:: Problems and tasks ::
- A) Copy word for word the part of the article on traditional Chinese medicine that starts at the words "For a long time, TCM" and ends after "U.S.$ 195 million.".
- B) Write the next part of the article on traditional Chinese medicine, starting after its last sentence.

In November, the traditional Chinese medicine (TCM) Fuzheng Huayu Tablets passed the second phase of the U.S. Food and Drug Administration’s (FDA) clinical testing.
Before this, only one TCM drug had cleared the second of the three phases needed for a medicine to hit the U.S. market. That was Compound Salvia Droplet Pills (CDSP), made by the Tasly Group of Tianjin. CDSP has still not passed FDA’s third phase.
This means that no compound TCM drug has entered mainstream U.S. medical markets.
The first phase of FDA studies are usually conducted on healthy volunteers to determine the drug’s most frequent side effects. The emphasis during the second phase is on effectiveness. This step aims to obtain preliminary data on whether the drug works in people who have a certain disease or condition.
Phase three studies gather more information about safety and effectiveness, studying different populations and different dosages, and using the drug in combination with others.
TCM products include patented drugs, herbal ingredients, and decoction strips, which contain ingredients that result from boiling a substance. Compound TCM drugs are one variety of the patented type.
For a long time, TCM herbal ingredient products such as plant extracts and decoction strips accounted for more than 80 percent of TCM exports from China. Patented TCM drugs have always accounted for a small proportion. In 2012, China exported U.S.$ 270 million in patented TCM drugs, primarily to Hong Kong, Japan, Singapore, and Australia. These patented drugs remain almost unheard of in Europe and America, where the majority of TCM products are foodstuffs, health products, or plant ingredients, primarily consumed by Chinese communities.
Data from the China Chamber of Commerce for the Import and Export of Medicines and Health Products indicates that as of the third quarter of this year, the total export value of patented TCM drugs was down to U.S.$ 195 million.
Other data shows that Japan accounts for 80 percent of exports of patented TCM drugs and South Korea contributes 15 percent. China—the originator of TCM—exports only 3 to 5 percent.

:: Dataset content ::
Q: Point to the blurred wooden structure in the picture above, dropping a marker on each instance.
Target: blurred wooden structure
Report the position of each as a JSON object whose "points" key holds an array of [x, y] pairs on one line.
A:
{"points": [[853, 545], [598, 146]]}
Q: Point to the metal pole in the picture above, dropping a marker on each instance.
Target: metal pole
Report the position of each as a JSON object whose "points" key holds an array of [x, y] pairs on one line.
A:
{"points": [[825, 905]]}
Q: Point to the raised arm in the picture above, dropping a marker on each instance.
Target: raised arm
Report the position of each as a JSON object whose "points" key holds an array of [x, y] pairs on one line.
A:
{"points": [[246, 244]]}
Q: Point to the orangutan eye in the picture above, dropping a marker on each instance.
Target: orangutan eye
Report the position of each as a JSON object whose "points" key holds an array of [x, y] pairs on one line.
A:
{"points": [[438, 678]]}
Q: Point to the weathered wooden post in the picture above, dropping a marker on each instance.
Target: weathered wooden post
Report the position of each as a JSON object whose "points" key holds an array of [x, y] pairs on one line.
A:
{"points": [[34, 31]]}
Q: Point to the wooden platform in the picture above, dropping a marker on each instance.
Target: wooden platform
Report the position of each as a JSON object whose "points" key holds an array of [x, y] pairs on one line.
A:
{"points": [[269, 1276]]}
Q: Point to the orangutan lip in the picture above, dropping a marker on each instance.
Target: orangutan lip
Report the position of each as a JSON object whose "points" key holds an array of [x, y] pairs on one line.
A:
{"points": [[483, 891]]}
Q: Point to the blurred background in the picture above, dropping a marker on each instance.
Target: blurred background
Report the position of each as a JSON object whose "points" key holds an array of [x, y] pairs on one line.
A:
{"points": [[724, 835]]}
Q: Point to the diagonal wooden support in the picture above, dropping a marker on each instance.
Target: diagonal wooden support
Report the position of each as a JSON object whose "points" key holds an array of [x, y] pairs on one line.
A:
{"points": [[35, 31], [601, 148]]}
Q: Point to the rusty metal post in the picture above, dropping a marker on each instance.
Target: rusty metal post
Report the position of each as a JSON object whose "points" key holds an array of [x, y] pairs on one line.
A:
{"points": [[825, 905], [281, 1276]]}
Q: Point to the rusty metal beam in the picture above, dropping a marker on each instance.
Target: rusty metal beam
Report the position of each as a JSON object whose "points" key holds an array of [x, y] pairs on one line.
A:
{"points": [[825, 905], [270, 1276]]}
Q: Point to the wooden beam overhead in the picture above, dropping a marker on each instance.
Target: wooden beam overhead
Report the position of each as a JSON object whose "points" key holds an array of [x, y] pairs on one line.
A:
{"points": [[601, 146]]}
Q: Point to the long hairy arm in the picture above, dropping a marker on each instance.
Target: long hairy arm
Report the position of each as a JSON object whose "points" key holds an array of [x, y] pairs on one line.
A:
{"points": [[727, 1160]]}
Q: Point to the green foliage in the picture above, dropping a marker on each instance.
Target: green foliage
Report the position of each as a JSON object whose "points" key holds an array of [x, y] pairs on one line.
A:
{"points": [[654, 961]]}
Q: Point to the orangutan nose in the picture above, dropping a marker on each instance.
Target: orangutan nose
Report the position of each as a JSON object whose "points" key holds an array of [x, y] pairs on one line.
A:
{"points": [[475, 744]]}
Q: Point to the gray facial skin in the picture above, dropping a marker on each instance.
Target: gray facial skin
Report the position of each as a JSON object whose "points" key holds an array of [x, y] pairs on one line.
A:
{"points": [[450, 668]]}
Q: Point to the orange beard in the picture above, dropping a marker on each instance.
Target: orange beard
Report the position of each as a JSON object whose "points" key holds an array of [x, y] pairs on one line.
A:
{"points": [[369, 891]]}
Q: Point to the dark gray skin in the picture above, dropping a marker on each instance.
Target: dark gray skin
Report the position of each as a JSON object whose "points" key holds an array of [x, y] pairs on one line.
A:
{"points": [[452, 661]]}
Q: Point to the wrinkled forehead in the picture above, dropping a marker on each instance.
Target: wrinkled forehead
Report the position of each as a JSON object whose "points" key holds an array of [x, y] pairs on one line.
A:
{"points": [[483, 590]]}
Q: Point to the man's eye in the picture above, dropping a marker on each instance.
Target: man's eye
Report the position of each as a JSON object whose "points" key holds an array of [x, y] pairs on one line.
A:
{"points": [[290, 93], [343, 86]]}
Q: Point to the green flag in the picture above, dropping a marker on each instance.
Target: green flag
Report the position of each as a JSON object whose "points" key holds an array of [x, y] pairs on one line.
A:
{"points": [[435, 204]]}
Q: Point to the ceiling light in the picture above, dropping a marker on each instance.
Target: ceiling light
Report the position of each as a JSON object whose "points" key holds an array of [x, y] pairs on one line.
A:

:: Responses by item number ::
- A)
For a long time, TCM herbal ingredient products such as plant extracts and decoction strips accounted for more than 80 percent of TCM exports from China. Patented TCM drugs have always accounted for a small proportion. In 2012, China exported U.S.$ 270 million in patented TCM drugs, primarily to Hong Kong, Japan, Singapore, and Australia. These patented drugs remain almost unheard of in Europe and America, where the majority of TCM products are foodstuffs, health products, or plant ingredients, primarily consumed by Chinese communities.
Data from the China Chamber of Commerce for the Import and Export of Medicines and Health Products indicates that as of the third quarter of this year, the total export value of patented TCM drugs was down to U.S.$ 195 million.

- B)
Most people attribute Westerners’ inability to accept TCM to cultural differences and differences between Western and Chinese medical theory.
Shi Lichen, a senior partner at the Beijing-based consulting firm Alliance PKU Management Consultants Ltd., said the reason patented TCM drugs made in China are not leaving the country include questions over the effectiveness of ingredients and mechanisms, poor controllability, and poor quality standards.
The best choice for the internationalization of patented TCM drugs is to apply to register them with nations that are known to have high standards for drug regulation, thereby increasing the quality of production and research and development. However, as of now only a precious few Chinese drug companies have tried to make inroads with the FDA. Not many companies are interested in entering the European Union, where drug regulation is relatively more lax.
The reasons for that are that getting the go-ahead from the FDA for a drug costs a minimum U.S. $1 billion, the process takes a decade or more, and the chance of success is one in 6,000. Meanwhile, if a company wants to offer drugs on European or American markets, it must adhere to European or American standards, meaning that a pharmaceutical company must completely overhaul its agricultural centers, which grow base ingredients. All of that requires new investments of several hundred million yuan, the economics of which can stop even the most aggressive pharmaceutical company dead in its tracks.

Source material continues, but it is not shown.